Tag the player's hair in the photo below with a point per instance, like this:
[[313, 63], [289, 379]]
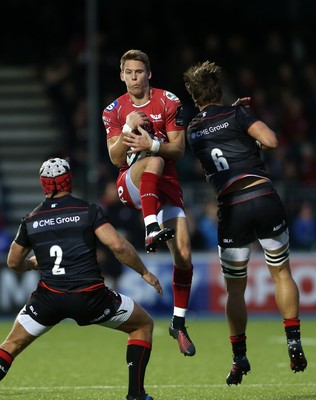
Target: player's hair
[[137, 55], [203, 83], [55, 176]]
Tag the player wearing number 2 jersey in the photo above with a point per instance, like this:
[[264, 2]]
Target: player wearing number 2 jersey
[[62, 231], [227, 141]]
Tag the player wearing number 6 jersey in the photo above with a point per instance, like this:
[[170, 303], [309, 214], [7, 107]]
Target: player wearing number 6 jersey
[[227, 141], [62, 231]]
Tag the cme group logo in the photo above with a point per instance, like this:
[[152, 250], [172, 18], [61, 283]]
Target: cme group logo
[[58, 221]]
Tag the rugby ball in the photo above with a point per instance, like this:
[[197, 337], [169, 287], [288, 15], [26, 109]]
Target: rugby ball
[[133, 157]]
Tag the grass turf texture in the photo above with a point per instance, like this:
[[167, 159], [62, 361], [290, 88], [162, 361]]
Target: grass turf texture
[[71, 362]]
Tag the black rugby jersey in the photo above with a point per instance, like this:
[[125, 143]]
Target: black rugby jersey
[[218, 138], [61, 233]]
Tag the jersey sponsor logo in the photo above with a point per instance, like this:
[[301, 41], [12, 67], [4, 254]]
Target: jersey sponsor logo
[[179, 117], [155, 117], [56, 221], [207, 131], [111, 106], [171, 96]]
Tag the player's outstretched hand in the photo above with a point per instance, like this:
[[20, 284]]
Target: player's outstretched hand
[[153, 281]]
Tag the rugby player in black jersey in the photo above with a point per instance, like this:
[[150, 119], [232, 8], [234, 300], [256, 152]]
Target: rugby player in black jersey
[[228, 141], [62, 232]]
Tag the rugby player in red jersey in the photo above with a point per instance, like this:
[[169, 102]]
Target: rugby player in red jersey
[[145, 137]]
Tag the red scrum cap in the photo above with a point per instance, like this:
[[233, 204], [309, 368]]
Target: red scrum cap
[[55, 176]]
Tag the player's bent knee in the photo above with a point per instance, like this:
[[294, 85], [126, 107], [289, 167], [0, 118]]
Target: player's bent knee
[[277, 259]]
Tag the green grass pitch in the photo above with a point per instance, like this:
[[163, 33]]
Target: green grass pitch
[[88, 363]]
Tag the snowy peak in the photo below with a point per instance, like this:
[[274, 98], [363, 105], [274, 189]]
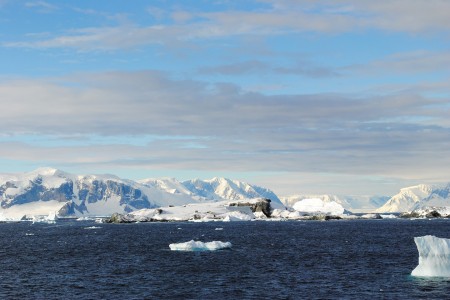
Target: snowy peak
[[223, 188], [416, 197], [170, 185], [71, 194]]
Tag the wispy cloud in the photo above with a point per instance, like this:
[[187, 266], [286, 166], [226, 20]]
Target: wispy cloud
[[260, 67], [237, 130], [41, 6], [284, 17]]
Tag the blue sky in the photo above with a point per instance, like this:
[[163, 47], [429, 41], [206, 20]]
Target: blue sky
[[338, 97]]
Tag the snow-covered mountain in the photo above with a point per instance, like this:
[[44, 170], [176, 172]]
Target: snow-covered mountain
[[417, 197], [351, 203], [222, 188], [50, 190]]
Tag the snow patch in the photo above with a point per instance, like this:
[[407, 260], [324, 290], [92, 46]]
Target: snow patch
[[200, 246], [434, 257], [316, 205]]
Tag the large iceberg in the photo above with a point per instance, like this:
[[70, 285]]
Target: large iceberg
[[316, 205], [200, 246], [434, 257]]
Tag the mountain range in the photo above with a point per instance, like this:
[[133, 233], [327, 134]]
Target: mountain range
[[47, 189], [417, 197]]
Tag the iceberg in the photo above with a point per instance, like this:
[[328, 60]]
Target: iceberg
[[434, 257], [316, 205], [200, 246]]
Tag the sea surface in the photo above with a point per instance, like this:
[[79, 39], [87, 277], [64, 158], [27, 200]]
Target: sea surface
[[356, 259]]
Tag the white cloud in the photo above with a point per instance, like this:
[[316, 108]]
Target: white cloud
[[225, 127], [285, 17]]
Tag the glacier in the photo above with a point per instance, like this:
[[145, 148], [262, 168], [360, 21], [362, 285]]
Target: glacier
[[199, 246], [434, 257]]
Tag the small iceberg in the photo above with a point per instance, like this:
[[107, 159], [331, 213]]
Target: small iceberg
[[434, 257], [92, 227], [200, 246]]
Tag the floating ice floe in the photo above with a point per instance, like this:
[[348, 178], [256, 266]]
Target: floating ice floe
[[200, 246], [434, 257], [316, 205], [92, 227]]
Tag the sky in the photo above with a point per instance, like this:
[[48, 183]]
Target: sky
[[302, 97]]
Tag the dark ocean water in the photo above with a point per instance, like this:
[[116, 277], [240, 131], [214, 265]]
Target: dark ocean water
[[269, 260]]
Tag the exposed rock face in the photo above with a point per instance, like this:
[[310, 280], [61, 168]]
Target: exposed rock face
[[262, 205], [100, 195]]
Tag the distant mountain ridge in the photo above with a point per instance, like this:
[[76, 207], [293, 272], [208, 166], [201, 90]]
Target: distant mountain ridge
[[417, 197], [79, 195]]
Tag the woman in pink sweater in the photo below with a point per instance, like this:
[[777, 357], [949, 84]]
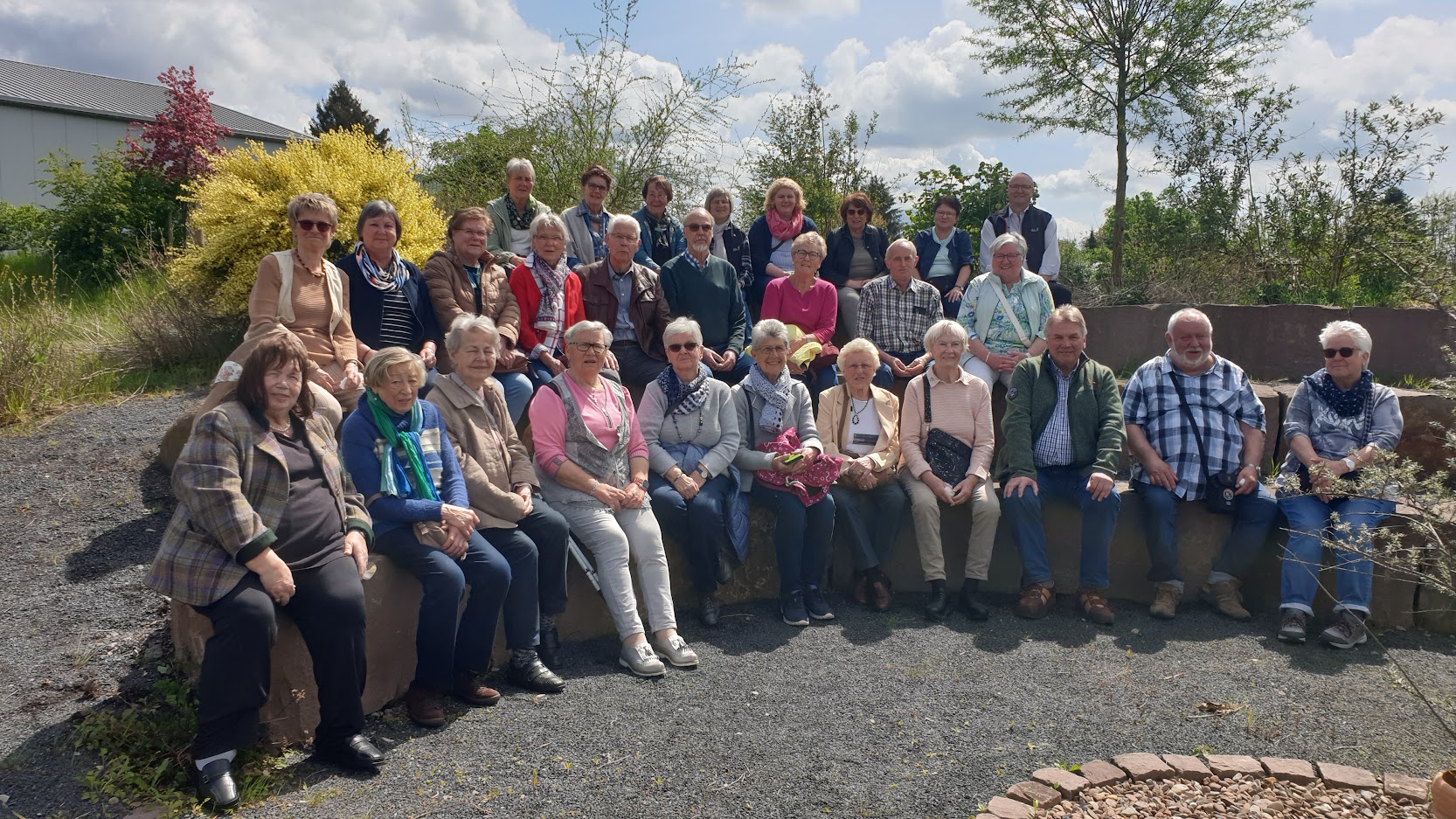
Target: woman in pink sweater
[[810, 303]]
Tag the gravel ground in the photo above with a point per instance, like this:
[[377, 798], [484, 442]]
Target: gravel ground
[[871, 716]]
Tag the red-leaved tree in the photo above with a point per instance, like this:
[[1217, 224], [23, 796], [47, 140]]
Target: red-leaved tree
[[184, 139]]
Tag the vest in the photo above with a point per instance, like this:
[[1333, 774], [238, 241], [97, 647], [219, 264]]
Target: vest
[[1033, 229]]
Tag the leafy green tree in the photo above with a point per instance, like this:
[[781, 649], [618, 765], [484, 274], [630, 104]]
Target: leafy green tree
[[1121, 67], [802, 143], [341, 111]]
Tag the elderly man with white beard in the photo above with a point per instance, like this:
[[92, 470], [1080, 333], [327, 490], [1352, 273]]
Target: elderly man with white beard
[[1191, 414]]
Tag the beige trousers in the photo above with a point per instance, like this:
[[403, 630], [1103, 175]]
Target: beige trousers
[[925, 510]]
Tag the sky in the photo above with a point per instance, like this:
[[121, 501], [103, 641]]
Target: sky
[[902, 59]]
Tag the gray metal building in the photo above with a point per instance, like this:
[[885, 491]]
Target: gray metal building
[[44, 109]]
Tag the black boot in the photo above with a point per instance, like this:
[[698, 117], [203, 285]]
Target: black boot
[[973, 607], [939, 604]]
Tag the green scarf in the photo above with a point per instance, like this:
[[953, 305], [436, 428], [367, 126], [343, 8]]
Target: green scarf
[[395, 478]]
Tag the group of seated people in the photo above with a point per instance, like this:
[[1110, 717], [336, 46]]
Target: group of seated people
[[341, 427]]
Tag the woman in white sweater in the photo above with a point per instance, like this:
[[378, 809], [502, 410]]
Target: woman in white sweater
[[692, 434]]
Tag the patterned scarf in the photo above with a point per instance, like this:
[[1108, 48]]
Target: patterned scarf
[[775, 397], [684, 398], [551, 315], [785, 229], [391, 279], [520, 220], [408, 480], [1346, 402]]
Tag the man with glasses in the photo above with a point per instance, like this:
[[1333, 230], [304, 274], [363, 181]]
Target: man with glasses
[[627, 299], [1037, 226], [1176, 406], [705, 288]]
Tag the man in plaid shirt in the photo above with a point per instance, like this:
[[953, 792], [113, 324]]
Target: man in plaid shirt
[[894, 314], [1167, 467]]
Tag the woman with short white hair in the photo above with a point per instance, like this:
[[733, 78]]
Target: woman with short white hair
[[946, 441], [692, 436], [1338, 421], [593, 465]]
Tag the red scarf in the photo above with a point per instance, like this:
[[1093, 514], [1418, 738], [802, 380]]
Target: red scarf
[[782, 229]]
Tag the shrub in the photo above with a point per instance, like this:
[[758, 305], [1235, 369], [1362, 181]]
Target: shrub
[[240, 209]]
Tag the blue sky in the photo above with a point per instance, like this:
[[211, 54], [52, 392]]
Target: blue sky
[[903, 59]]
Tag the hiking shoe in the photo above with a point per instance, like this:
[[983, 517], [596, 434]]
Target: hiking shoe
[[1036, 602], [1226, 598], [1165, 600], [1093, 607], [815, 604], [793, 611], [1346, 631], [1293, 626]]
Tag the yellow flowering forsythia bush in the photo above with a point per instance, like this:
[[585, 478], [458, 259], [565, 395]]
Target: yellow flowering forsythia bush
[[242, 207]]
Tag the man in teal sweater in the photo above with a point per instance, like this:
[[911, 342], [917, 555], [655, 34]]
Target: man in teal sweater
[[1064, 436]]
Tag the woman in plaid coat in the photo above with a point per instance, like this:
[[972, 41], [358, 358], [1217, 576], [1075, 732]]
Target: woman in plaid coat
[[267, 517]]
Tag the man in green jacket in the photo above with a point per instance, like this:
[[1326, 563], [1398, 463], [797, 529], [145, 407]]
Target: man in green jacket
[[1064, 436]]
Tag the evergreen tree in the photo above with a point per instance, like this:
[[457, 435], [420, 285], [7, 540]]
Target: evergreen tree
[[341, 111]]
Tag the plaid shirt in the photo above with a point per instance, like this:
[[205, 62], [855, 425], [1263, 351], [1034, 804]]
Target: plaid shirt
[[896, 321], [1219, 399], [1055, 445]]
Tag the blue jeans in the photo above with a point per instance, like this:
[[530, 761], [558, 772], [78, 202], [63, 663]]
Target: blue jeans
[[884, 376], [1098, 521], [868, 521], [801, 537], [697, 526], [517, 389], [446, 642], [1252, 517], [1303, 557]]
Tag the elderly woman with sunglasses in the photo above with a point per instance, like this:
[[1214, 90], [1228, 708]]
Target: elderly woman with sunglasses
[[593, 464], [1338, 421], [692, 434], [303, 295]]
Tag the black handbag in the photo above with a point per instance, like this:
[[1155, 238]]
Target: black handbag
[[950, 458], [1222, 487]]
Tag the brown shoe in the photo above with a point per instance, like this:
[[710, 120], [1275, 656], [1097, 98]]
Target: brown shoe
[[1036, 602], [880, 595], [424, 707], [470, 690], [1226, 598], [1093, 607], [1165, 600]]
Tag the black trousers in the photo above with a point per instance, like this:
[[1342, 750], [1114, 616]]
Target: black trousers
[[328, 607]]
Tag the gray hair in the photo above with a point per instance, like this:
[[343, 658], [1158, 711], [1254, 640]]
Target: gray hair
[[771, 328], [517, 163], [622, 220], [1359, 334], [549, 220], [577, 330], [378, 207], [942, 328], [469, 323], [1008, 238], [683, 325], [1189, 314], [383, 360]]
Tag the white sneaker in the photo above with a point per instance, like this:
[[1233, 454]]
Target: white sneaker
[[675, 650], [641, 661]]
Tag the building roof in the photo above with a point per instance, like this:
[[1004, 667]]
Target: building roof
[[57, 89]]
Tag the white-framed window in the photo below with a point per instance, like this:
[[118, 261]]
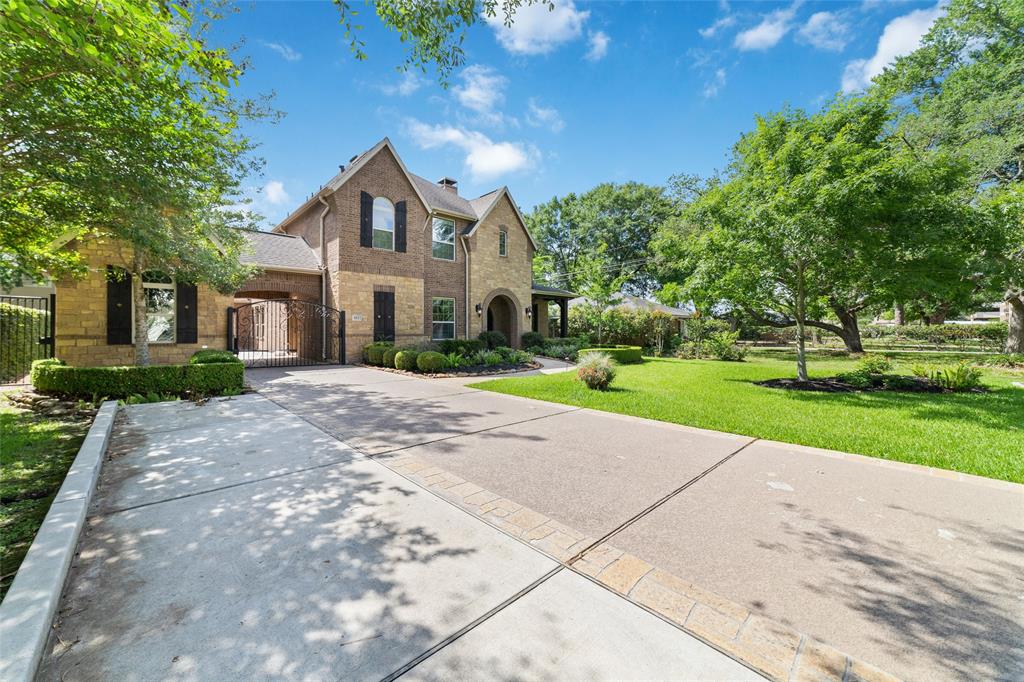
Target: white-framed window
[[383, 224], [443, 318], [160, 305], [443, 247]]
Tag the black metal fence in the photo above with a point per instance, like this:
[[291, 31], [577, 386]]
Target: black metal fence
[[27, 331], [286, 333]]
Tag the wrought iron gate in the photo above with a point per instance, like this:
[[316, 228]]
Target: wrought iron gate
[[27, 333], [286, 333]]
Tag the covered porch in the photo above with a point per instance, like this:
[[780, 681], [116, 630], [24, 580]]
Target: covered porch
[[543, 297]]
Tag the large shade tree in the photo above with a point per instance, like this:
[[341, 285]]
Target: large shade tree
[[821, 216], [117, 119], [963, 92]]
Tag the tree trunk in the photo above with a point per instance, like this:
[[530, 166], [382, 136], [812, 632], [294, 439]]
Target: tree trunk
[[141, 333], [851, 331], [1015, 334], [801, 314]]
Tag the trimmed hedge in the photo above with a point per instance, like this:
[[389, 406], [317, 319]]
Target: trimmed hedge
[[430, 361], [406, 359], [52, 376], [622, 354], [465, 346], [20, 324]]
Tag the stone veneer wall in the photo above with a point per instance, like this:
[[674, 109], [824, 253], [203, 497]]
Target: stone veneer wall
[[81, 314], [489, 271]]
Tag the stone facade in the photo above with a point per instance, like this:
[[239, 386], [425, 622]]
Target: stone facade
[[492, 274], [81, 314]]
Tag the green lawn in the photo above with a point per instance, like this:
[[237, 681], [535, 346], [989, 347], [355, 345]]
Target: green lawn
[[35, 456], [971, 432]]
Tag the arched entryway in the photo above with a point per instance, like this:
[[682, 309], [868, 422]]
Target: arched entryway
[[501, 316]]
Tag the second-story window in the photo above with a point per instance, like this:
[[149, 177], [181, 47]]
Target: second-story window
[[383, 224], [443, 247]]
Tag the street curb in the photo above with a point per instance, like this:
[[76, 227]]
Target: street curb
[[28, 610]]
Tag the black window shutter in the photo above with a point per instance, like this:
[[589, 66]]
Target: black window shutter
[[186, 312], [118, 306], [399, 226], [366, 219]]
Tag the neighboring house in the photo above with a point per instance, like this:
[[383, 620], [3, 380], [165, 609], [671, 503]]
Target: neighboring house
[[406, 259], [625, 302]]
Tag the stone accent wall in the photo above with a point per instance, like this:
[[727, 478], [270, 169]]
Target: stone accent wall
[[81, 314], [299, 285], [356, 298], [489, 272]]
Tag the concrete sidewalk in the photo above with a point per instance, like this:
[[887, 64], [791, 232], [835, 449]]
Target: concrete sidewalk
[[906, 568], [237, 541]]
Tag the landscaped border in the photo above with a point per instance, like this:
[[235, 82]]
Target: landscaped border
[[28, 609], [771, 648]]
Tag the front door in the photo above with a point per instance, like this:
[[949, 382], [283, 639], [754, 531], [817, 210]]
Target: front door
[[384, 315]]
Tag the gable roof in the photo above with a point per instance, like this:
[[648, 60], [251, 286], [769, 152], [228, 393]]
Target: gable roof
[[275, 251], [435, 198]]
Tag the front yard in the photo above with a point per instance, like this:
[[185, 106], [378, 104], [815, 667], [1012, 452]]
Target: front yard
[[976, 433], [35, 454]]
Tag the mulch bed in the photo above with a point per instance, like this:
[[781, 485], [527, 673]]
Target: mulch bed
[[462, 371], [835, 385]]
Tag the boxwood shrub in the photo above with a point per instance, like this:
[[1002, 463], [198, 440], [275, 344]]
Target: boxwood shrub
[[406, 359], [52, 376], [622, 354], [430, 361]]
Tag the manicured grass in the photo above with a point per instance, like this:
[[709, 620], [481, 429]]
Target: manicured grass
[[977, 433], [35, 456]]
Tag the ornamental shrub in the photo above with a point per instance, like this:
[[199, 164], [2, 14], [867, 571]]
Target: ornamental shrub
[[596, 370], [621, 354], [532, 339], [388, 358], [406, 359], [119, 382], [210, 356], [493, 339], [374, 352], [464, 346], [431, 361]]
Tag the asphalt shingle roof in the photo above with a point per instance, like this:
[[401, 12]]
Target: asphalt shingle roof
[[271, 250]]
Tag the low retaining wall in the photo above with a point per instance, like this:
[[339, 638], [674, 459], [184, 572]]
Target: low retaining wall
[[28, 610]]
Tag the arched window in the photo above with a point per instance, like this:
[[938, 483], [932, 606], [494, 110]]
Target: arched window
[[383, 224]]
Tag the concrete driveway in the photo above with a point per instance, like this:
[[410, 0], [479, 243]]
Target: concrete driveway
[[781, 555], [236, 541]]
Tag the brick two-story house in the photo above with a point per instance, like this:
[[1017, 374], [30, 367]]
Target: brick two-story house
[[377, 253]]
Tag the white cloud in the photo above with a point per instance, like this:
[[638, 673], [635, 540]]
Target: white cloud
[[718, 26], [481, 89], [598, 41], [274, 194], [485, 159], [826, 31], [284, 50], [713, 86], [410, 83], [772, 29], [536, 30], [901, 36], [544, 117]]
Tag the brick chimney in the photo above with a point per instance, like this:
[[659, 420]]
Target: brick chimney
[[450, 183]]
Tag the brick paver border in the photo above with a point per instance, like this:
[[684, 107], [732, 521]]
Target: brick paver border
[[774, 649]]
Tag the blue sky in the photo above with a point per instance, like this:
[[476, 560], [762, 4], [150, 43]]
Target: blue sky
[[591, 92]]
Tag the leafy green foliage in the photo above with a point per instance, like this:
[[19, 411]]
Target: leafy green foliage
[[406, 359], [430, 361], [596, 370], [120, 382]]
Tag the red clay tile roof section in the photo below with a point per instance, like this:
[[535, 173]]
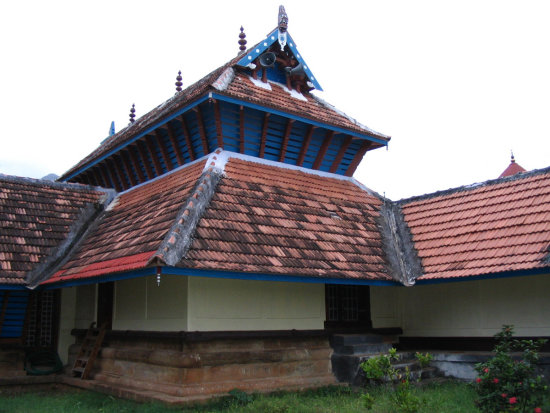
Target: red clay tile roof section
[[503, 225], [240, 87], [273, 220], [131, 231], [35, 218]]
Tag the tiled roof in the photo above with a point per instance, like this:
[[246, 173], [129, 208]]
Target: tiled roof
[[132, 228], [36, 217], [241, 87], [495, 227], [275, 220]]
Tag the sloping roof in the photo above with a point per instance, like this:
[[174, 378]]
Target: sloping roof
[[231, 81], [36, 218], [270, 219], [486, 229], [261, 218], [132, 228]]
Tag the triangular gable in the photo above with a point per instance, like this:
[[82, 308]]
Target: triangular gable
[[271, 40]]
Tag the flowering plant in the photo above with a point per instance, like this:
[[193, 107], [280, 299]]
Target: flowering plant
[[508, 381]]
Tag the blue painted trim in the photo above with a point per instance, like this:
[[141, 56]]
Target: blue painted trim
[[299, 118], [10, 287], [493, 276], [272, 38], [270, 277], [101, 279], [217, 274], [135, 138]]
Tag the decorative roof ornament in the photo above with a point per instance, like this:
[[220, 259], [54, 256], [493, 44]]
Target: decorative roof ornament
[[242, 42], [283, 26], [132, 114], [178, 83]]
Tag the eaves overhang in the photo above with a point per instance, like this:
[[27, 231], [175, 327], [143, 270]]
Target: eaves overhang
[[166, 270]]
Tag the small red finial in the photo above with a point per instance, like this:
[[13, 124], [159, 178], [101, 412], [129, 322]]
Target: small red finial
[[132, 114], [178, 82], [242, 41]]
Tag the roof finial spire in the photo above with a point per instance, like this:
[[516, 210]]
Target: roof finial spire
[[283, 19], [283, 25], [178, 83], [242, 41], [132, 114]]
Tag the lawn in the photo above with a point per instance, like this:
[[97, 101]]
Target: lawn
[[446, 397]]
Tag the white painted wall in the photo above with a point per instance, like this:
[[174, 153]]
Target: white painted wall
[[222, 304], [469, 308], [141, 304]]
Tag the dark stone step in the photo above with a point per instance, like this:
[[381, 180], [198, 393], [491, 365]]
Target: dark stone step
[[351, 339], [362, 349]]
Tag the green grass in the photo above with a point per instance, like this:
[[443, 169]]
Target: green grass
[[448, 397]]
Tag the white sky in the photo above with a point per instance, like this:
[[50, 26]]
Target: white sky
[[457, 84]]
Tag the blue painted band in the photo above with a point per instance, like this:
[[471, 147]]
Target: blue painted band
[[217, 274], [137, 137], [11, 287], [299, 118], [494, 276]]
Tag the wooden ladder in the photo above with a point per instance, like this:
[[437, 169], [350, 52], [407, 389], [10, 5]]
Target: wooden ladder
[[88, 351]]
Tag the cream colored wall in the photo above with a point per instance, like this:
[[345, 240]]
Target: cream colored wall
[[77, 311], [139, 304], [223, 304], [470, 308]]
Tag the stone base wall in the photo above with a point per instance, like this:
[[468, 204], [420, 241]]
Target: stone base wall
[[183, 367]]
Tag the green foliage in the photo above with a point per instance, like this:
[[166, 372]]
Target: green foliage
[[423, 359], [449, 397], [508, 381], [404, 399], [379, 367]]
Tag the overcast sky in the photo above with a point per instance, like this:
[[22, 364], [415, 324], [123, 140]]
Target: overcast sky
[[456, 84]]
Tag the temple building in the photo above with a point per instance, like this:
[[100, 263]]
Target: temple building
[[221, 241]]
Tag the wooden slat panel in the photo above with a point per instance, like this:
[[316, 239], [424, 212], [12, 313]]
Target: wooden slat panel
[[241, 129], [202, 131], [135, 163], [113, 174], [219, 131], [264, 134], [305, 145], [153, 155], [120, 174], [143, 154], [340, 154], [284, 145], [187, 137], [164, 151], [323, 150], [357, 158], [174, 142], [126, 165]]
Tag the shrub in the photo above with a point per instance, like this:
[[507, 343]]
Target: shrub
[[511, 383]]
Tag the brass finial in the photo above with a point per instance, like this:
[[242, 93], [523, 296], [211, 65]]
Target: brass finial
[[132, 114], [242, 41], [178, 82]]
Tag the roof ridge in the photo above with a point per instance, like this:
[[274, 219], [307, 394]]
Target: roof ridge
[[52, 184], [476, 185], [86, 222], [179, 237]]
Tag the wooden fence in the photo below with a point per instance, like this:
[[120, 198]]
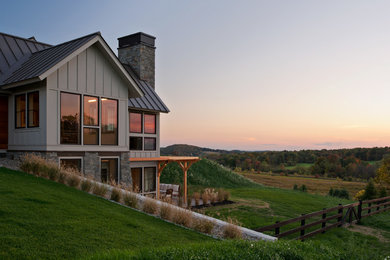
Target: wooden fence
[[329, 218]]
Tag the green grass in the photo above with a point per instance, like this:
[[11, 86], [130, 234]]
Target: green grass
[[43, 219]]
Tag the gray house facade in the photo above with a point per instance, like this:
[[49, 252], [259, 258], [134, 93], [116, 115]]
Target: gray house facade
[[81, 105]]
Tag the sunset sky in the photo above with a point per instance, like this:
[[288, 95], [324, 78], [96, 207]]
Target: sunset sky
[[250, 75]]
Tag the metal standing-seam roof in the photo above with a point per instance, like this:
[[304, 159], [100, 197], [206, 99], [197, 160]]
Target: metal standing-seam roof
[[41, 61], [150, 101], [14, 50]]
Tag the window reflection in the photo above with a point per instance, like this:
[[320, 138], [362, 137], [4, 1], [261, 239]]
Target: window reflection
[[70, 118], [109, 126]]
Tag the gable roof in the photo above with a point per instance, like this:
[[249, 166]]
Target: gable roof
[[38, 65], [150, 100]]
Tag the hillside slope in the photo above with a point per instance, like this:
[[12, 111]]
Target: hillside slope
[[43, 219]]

=-=-=

## Goal of the exercise:
Locate "Tag the brass" in the entries above. Copy, exactly and only, the lines from that line to the end, leaving out the pictures.

## Correct response:
Tag the brass finial in the photo above with a point per instance, like this:
[[242, 93], [523, 296], [211, 65]]
Target: brass finial
[[132, 114], [242, 41], [178, 82]]
Tag the roof ridge in the photo above with a point per instance, like this:
[[274, 219], [307, 394]]
Target: roof ridge
[[52, 184], [476, 185], [86, 222], [179, 237]]
Tag the wooden fence in the photo below with a point per instance, like this:
[[120, 198]]
Target: wooden fence
[[329, 218]]
Tag the green grass in the photo above with a point per instance, like this:
[[11, 86], [130, 234]]
Target: green grass
[[43, 219]]
Tag the gray house facade in the photo above with a point per instance, like this:
[[49, 252], [259, 258], [134, 93], [116, 115]]
Target: gray house facade
[[81, 105]]
Tag the sunset sky in the photo above with a point per instance, like this:
[[288, 95], [324, 78], [96, 207]]
Target: sunset sky
[[250, 75]]
Tag the metal standing-seam roof in the photo above with a point per instance, like this:
[[304, 159], [100, 197], [206, 99], [197, 160]]
Target: metal standing-seam roof
[[41, 61], [150, 101], [14, 50]]
Tag the window reflection in the photo above with a point per instance, like this:
[[320, 138], [362, 137], [4, 1], [261, 239]]
Target: window reflection
[[70, 118], [109, 126]]
Tag the gable roof in the photo above with a point per instance, like this:
[[249, 166]]
Target: gable roof
[[38, 65], [150, 100]]
Tag the hillside slope in the photo above with a point per instance, like this:
[[12, 111]]
Target: hillside slope
[[43, 219]]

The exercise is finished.